* Start Given data *

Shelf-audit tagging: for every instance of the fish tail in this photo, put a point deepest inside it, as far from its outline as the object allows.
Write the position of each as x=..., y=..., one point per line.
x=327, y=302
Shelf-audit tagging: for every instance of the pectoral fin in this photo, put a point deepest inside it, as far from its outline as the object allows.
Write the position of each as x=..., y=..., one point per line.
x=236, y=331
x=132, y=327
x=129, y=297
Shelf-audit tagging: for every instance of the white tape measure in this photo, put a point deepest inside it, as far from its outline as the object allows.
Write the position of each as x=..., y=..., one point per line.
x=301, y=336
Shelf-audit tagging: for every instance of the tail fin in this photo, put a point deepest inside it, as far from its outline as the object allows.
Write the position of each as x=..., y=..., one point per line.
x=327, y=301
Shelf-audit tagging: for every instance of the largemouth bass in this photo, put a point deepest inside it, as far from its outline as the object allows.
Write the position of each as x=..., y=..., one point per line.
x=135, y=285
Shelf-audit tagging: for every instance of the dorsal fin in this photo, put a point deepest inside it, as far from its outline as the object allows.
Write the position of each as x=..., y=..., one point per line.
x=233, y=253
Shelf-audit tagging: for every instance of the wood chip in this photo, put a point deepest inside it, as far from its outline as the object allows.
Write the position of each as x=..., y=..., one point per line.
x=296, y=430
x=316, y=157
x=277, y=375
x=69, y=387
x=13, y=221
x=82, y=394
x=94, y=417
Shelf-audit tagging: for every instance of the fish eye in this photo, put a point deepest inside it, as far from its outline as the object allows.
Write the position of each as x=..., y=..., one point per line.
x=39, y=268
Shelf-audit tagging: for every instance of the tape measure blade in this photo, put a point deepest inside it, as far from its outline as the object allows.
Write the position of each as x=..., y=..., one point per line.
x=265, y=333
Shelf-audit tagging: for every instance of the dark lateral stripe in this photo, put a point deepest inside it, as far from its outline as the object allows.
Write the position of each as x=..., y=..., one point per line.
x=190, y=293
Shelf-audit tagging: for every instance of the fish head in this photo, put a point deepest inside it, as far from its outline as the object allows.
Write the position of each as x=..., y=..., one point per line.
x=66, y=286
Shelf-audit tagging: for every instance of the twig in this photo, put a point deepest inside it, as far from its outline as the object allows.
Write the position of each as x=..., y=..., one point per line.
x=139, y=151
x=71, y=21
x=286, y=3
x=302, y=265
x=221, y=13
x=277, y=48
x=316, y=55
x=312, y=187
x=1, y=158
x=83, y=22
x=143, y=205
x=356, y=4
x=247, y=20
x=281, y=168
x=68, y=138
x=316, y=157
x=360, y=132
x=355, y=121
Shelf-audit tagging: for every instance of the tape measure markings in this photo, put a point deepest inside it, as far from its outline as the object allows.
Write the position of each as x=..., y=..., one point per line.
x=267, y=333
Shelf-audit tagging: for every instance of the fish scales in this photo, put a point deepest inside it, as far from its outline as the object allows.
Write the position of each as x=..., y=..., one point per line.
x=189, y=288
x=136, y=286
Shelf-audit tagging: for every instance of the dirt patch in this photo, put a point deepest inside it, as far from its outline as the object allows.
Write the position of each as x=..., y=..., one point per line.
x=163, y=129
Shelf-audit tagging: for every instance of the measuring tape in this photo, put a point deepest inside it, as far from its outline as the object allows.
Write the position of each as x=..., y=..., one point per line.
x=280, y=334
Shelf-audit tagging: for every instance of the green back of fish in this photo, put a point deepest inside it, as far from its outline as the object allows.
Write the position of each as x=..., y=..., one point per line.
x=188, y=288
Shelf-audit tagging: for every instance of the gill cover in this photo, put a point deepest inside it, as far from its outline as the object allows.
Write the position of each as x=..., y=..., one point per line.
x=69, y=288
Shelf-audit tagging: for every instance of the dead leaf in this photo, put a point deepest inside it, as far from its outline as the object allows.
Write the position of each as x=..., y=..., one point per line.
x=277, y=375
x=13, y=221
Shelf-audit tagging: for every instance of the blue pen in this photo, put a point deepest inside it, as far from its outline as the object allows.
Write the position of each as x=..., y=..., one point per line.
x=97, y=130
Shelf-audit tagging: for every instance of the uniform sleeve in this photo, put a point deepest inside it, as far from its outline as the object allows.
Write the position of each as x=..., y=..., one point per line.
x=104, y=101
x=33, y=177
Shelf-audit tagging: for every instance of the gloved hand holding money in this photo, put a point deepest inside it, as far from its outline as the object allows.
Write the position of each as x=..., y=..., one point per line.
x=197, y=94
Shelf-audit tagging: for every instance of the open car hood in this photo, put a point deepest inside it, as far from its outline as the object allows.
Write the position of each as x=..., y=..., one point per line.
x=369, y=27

* End Given data *

Work to be completed: Extract the entries above verbatim.

Output of the exercise:
Shelf-audit tagging: for every instance of the fish tail in this photo, put a point deepest inside it, as far from its outline as the object allows.
Write the position of each as x=..., y=..., one point per line.
x=327, y=302
Shelf-audit tagging: for every instance of the pectoral fin in this photo, put a point deepest inside it, as far from its outline as the object allows.
Write the position of each as x=..., y=..., one point per line.
x=236, y=331
x=132, y=327
x=129, y=297
Shelf-audit tagging: for every instance of the white tape measure in this photo, put a point deepest inside it, as far from its outline as the object allows.
Write the position of each as x=..., y=..., one point per line.
x=301, y=336
Shelf-audit tagging: for every instance of the tail fin in this photo, put a point deepest inside it, as far from its outline as the object allows.
Write the position of each as x=..., y=..., one point per line.
x=327, y=301
Shelf-audit tagging: for every instance of the largemouth bass in this photo, put a point deepest inside it, as far from its outline as the object allows.
Write the position of each as x=..., y=..., one point per line.
x=135, y=285
Shelf-audit tagging: for every instance of the dorsal fin in this photo, put a point deepest inside it, as far from its outline as the object allows.
Write the position of each as x=..., y=..., one point per line.
x=233, y=253
Shelf-audit tagging: for every instance of the wood chip in this photo, put a point deepest inside it, as far from its outline as the object allows.
Write the position of each as x=..., y=..., one point per line.
x=296, y=430
x=316, y=157
x=277, y=375
x=69, y=387
x=13, y=221
x=82, y=394
x=94, y=417
Shelf-audit tagging: for every instance of the fish eye in this photo, put a point deepest inside it, as far from its outline as the object allows.
Write the position of each as x=..., y=..., one point per line.
x=39, y=268
Shelf-audit tagging: for every instance of the tape measure blade in this photo, put a point deepest inside it, as far from its outline as the object allows.
Write the position of each as x=..., y=..., one point per line.
x=265, y=333
Shelf-audit tagging: for every instance of the dark lateral stripe in this photo, put a point deepest inside it, as far from its outline as the object allows.
Write the position of each as x=..., y=..., one point per line.
x=190, y=293
Shelf-audit tagging: for every instance of the fish head in this photo, put a point deepest inside it, as far from its outline as the object allows.
Write the position of each as x=..., y=..., one point per line.
x=66, y=286
Shelf-audit tagging: for every instance of the twig in this photo, put a point deepest inside it, as far from its outline as the object allows.
Write the position of each as x=..., y=..., one point per line.
x=139, y=151
x=71, y=21
x=286, y=3
x=302, y=265
x=221, y=13
x=277, y=48
x=316, y=55
x=312, y=187
x=1, y=158
x=83, y=22
x=143, y=205
x=356, y=4
x=247, y=20
x=281, y=168
x=68, y=138
x=316, y=157
x=360, y=132
x=355, y=121
Shelf-audit tagging: for every instance of the tape measure markings in this photo, put a point deepest inside it, as far from its outline as the object allows.
Write the position of each as x=..., y=..., one point per line.
x=267, y=333
Shelf-audit tagging: for every instance of the fish scales in this photo, put a point deepest inside it, as far from its outline as the object allows.
Write the position of each as x=..., y=..., one point per line.
x=189, y=288
x=136, y=286
Shelf-audit tagging: for every instance of the dirt patch in this photo, put a point deepest inside it, as far from its outline as the object allows.
Write the position of each as x=..., y=..., one point per line.
x=163, y=129
Shelf-audit tagging: for every instance of the measuring tape in this photo, put a point deepest inside it, as far from its outline as the object allows.
Write the position of each as x=..., y=..., one point per line.
x=280, y=334
Shelf-audit tagging: for every instance of the green back of fish in this photo, put a point deepest inside it, as far from its outline as the object allows.
Write the position of each as x=..., y=..., one point per line.
x=188, y=288
Shelf-audit tagging: for every instance of the gill cover in this photo, put a point deepest inside it, as far from its outline as the object allows.
Write the position of each as x=..., y=..., one point per line.
x=69, y=288
Shelf-audit tagging: for every instance of the dead leaf in this photo, put a point deepest inside it, as far from its outline as the object allows.
Write the position of each as x=..., y=..., one point per line.
x=277, y=375
x=13, y=221
Shelf-audit tagging: for every instance of the blue pen in this photo, put a point deepest inside it, as far from its outline as the object allows.
Write the position of each as x=..., y=..., one point per line.
x=97, y=130
Shelf-audit tagging: for every instance of the uniform sleeve in this photo, put a point deepest inside it, as far from its outline as the object allows.
Write the position of each as x=..., y=..., one point per line.
x=104, y=101
x=33, y=177
Shelf-audit tagging: for every instance of the gloved hand holding money in this photo, put a point deepest inside it, as far from its outline as the object allows.
Write the position of each as x=..., y=..., one point per line.
x=197, y=94
Shelf-audit tagging: for every instance of the open car hood in this photo, put a point deepest inside it, as far from its outline as the object allows.
Write the position of each as x=..., y=..., one point per line.
x=369, y=27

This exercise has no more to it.